Request: In the discussion notes below, why does Josh say there should be a mechanism for declaring an intentionally racing read? Answer in one to three sentences.

Given passage:

________________

Tyler: Maybe we should reserve space for "you can't write code that does this" but also "you can't assume that this will never happen". I think this is an interesting and important usecase to surface.
Josh: I think we *should* have a mechanism for declaring an intentionally racing read. That's going to take some long conversations with the memory model semantics folks, but I don't think "no, you can't have that" (or "you have to write assembly") is an answer we should settle for there. Being able to do a racing read (with some limitations) is important for various other kinds of non-blocking synchronization, such as RCU.
Josh: :+1: for separating apart the two issues of tearing/byte-by-byte races versus handling racing reads/writes on aligned values. The latter seems most important, the former seems like it'd be okay if it's more of a pain as long as it's *possible*.
TC: Seconding what's been said here. What makes me think about this in the specification work and writing down the memory model makes it clear to the security people.
Niko: We have some minor precedent on this point.
### Bitpacking
Niko: I'm so mad Erlang has cool bitpacking stuff and we don't. Erlang is a high-level VM language and they have this. What gives. We should fix this.

________________

Dataset records:
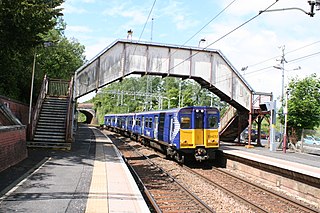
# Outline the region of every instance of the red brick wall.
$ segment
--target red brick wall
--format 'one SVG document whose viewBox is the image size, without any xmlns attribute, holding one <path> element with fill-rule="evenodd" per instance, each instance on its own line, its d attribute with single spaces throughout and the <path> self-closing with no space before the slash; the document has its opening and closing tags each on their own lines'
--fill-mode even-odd
<svg viewBox="0 0 320 213">
<path fill-rule="evenodd" d="M 25 126 L 0 126 L 0 172 L 27 156 Z"/>
<path fill-rule="evenodd" d="M 0 96 L 0 102 L 9 106 L 11 112 L 20 120 L 24 125 L 28 124 L 29 106 L 19 101 Z"/>
</svg>

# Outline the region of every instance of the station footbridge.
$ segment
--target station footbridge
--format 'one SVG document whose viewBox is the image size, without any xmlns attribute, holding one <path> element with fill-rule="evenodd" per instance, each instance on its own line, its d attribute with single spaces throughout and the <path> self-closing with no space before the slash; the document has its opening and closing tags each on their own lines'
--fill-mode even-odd
<svg viewBox="0 0 320 213">
<path fill-rule="evenodd" d="M 131 74 L 193 79 L 230 104 L 221 119 L 220 138 L 234 141 L 258 117 L 256 93 L 221 51 L 198 47 L 117 40 L 75 74 L 75 98 Z"/>
</svg>

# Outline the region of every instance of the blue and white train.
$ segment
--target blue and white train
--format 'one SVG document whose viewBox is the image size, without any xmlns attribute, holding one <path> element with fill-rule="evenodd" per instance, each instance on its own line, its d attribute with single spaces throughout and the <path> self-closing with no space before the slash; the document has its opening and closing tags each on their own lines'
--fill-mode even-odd
<svg viewBox="0 0 320 213">
<path fill-rule="evenodd" d="M 179 162 L 186 157 L 214 159 L 220 144 L 220 113 L 214 107 L 107 114 L 104 119 L 107 129 L 161 150 Z"/>
</svg>

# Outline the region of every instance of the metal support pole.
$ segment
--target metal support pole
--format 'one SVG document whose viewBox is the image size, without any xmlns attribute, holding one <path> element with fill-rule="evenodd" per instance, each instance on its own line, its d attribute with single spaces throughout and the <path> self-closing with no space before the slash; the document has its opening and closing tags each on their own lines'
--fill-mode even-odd
<svg viewBox="0 0 320 213">
<path fill-rule="evenodd" d="M 288 121 L 288 90 L 286 91 L 286 106 L 284 108 L 284 132 L 283 132 L 283 147 L 284 153 L 287 151 L 287 121 Z"/>
<path fill-rule="evenodd" d="M 30 89 L 30 103 L 29 103 L 29 119 L 28 124 L 31 124 L 31 115 L 32 115 L 32 94 L 33 94 L 33 82 L 34 82 L 34 72 L 36 68 L 36 58 L 37 58 L 37 51 L 34 50 L 33 56 L 33 65 L 32 65 L 32 77 L 31 77 L 31 89 Z"/>
</svg>

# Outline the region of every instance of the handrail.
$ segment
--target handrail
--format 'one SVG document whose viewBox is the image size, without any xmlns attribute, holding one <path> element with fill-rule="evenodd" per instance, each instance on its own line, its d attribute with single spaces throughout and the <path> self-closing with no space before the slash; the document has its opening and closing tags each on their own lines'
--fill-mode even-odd
<svg viewBox="0 0 320 213">
<path fill-rule="evenodd" d="M 36 125 L 38 123 L 38 119 L 39 119 L 39 115 L 40 115 L 40 110 L 41 110 L 42 104 L 44 102 L 44 99 L 46 97 L 47 91 L 48 91 L 48 78 L 47 78 L 47 75 L 45 75 L 43 78 L 43 82 L 41 85 L 41 89 L 40 89 L 40 93 L 39 93 L 39 96 L 37 99 L 37 103 L 36 103 L 36 105 L 33 109 L 33 113 L 32 113 L 32 115 L 33 115 L 32 122 L 30 124 L 31 126 L 29 126 L 29 131 L 28 131 L 30 140 L 33 140 L 34 133 L 36 130 Z"/>
<path fill-rule="evenodd" d="M 49 96 L 68 97 L 69 81 L 62 79 L 50 79 L 48 87 Z"/>
<path fill-rule="evenodd" d="M 73 122 L 73 77 L 69 83 L 68 89 L 68 111 L 66 119 L 66 142 L 71 143 L 73 140 L 72 122 Z"/>
<path fill-rule="evenodd" d="M 229 106 L 228 110 L 224 113 L 223 117 L 220 120 L 220 132 L 222 132 L 231 119 L 236 115 L 237 109 Z"/>
</svg>

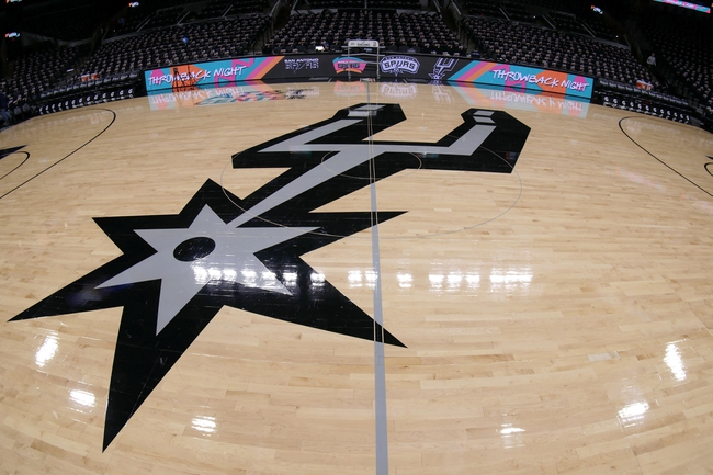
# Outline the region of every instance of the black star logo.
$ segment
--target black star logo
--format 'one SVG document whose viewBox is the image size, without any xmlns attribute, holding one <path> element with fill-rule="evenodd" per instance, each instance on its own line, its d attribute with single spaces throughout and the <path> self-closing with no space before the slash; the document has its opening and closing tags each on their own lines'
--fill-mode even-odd
<svg viewBox="0 0 713 475">
<path fill-rule="evenodd" d="M 224 305 L 366 340 L 382 335 L 299 258 L 367 229 L 371 213 L 303 213 L 281 226 L 251 219 L 236 229 L 228 223 L 241 203 L 207 181 L 178 215 L 95 218 L 124 255 L 13 318 L 124 307 L 104 449 Z M 176 303 L 179 293 L 190 293 L 186 302 Z M 383 342 L 403 346 L 387 331 Z"/>
<path fill-rule="evenodd" d="M 177 215 L 95 218 L 123 255 L 13 320 L 123 307 L 104 449 L 224 305 L 403 347 L 299 257 L 401 214 L 314 212 L 401 170 L 509 173 L 530 129 L 503 112 L 462 116 L 435 144 L 367 144 L 405 116 L 360 104 L 237 154 L 235 168 L 288 170 L 242 200 L 208 180 Z"/>
</svg>

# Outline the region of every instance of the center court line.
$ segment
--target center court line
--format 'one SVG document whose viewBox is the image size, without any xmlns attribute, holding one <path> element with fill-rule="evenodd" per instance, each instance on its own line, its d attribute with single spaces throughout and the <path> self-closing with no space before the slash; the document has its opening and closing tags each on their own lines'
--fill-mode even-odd
<svg viewBox="0 0 713 475">
<path fill-rule="evenodd" d="M 371 93 L 366 82 L 366 103 L 371 105 Z M 382 301 L 382 269 L 378 250 L 378 205 L 376 200 L 376 162 L 373 150 L 373 128 L 371 115 L 367 115 L 369 156 L 370 156 L 370 194 L 372 212 L 372 267 L 376 275 L 374 286 L 374 427 L 376 433 L 376 475 L 388 475 L 388 426 L 386 418 L 386 369 L 384 364 L 384 310 Z"/>
</svg>

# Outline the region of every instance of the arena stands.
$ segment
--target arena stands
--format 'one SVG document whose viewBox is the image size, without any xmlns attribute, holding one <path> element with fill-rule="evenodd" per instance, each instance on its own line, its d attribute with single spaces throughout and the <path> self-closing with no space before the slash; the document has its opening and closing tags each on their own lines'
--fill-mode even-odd
<svg viewBox="0 0 713 475">
<path fill-rule="evenodd" d="M 134 91 L 147 68 L 340 50 L 349 39 L 369 38 L 385 52 L 469 55 L 589 76 L 597 79 L 595 100 L 607 105 L 688 122 L 693 104 L 713 117 L 711 24 L 602 1 L 608 13 L 567 0 L 452 0 L 439 2 L 443 11 L 420 0 L 142 0 L 136 8 L 107 0 L 101 9 L 90 0 L 57 1 L 55 9 L 26 10 L 23 32 L 50 41 L 22 52 L 5 91 L 11 104 L 87 104 Z M 659 58 L 657 70 L 625 35 L 623 25 L 636 21 Z"/>
<path fill-rule="evenodd" d="M 713 23 L 700 14 L 653 8 L 643 18 L 658 72 L 682 98 L 713 118 Z"/>
<path fill-rule="evenodd" d="M 321 10 L 295 12 L 263 47 L 263 53 L 299 53 L 316 46 L 341 49 L 349 39 L 377 39 L 387 50 L 465 54 L 435 12 Z"/>
</svg>

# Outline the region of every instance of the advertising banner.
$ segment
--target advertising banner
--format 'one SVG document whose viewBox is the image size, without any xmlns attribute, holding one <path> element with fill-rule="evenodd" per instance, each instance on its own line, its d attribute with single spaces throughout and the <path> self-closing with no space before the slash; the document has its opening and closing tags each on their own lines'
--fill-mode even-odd
<svg viewBox="0 0 713 475">
<path fill-rule="evenodd" d="M 584 76 L 475 60 L 465 64 L 448 80 L 527 89 L 532 92 L 554 92 L 586 99 L 591 98 L 595 88 L 595 80 Z"/>
<path fill-rule="evenodd" d="M 378 68 L 378 69 L 377 69 Z M 479 61 L 454 56 L 385 54 L 256 56 L 171 66 L 145 71 L 146 91 L 181 91 L 223 87 L 242 81 L 328 80 L 351 77 L 459 82 L 530 93 L 556 93 L 590 99 L 592 78 L 525 66 Z"/>
</svg>

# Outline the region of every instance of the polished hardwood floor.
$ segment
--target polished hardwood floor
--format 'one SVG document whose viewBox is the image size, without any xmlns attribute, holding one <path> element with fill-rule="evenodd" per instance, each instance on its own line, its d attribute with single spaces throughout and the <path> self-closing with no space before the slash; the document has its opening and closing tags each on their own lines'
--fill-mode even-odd
<svg viewBox="0 0 713 475">
<path fill-rule="evenodd" d="M 364 103 L 405 120 L 314 132 L 382 113 Z M 467 148 L 466 112 L 512 172 L 408 148 Z M 370 143 L 407 154 L 343 166 Z M 713 472 L 704 131 L 475 88 L 254 84 L 35 117 L 0 149 L 0 474 Z"/>
</svg>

________________

Full output: Josh says a racing read, with some limitations, is important for various other kinds of non-blocking synchronization, such as RCU. For that reason he does not want to settle for "no, you can't have that" or "you have to write assembly" as the answer.